Individuals currently registered may voluntarily participate in EIPA testing at any time. MCDHH will contact current registrants who have not participated in testing. MCDHH intends to complete testing performance skills of all registrants by the end of August 2015. Consequently, by September 1, 2015, the Commonwealth will have a good understanding of the performance skills of existing educational interpreters, as well as gaps in skills that will allow us to plan continued effective professional development to address those gaps. During the winter of 2015 the DESE and MCDHH will jointly issue guidance regarding subsequent actions that may be taken to ensure strong performance of educational interpreters for students who are Deaf or hard of hearing.
We recommend that school districts employing educational interpreters for students who are Deaf or hard of hearing join in encouraging their employed interpreters to demonstrate their performance skills through the EIPA as soon as they are able to schedule such testing. We all share in the desire that all students have high quality access to excellent teaching and learning opportunities. Demonstration of skills of interpreters is an important milestone in that process that helps to ensure good quality learning opportunities for our students. Within a year, most educational interpreters should be able to produce registration documentation that establishes they have met the required qualifications. Districts should be anticipating that qualification notice.
3. Educational Interpreters — New Registrants — Transition Period
After March 17, 2014: Individuals wishing to register for the first time as educational interpreters beginning after March 17, 2014, should contact Diane M. Stains at [email protected] to obtain a date for EIPA testing and include the date of the testing on the registration documentation. Educational interpreters receive documentation of registration and should provide this documentation to districts. Districts should retain the documentation as evidence of compliance with 603 CMR 28.02(18). Districts who hire or employ interpreters without evidence of registration will be in violation of 603 CMR 28.02(18). Districts are reminded that they may verify the registration status of an individual at the online registry.

======

* Your task *
In the guidance on educational interpreter registration, by when does MCDHH intend to finish testing the performance skills of all registrants?

* Stored data *

======

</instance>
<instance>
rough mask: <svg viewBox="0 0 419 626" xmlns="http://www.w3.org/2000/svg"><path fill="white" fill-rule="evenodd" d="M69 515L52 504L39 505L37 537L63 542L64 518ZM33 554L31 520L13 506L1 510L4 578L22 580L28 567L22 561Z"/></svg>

======

* Answer to this task *
By the end of August 2015.